» **Given task**: Copy each item below word for word.

» **Records to use**:
^^^^^^^^^^^^^^^^
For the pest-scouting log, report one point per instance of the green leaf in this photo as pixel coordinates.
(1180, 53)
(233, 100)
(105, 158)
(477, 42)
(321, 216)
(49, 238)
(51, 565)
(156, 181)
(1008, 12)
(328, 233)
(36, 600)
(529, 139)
^^^^^^^^^^^^^^^^
» **Response below**:
For the pest-scouting log, report one point per instance of the green leaf in this photo as pixel coordinates.
(1180, 53)
(233, 100)
(105, 158)
(477, 42)
(321, 216)
(49, 238)
(51, 565)
(156, 181)
(1008, 12)
(328, 233)
(36, 600)
(529, 139)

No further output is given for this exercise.